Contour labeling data
====

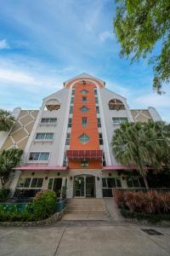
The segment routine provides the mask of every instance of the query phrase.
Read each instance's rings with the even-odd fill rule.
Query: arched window
[[[81,141],[81,143],[82,144],[86,144],[88,143],[88,142],[90,140],[90,137],[86,135],[85,133],[82,133],[80,137],[79,137],[79,140]]]
[[[109,109],[110,110],[122,110],[125,109],[125,106],[120,100],[112,99],[109,102]]]
[[[83,107],[81,108],[81,111],[82,111],[82,112],[88,112],[88,108],[86,106],[83,106]]]
[[[60,103],[57,99],[49,100],[45,104],[46,110],[59,110],[60,108]]]
[[[88,94],[88,91],[85,89],[83,89],[81,92],[82,92],[82,94]]]

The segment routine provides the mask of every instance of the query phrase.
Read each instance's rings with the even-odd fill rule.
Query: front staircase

====

Work to be completed ->
Reproduce the data above line for line, without any changes, and omit the pictures.

Task result ->
The segment routine provides the mask of every instance of the query phrase.
Read each instance's rings with the even-odd fill rule.
Query: arched window
[[[81,141],[81,143],[82,144],[86,144],[88,143],[88,142],[90,140],[90,137],[86,135],[85,133],[82,133],[80,137],[79,137],[79,140]]]
[[[109,109],[110,110],[122,110],[125,109],[125,106],[120,100],[112,99],[109,102]]]
[[[83,107],[81,108],[81,111],[82,111],[82,112],[88,112],[88,108],[86,106],[83,106]]]
[[[60,103],[57,99],[49,100],[45,104],[46,110],[59,110],[60,108]]]
[[[88,94],[88,91],[85,89],[83,89],[81,92],[82,92],[82,94]]]

The segment routine provides the mask of every instance of the query phrase.
Read each instance's rings with the even-odd fill rule.
Query: front staircase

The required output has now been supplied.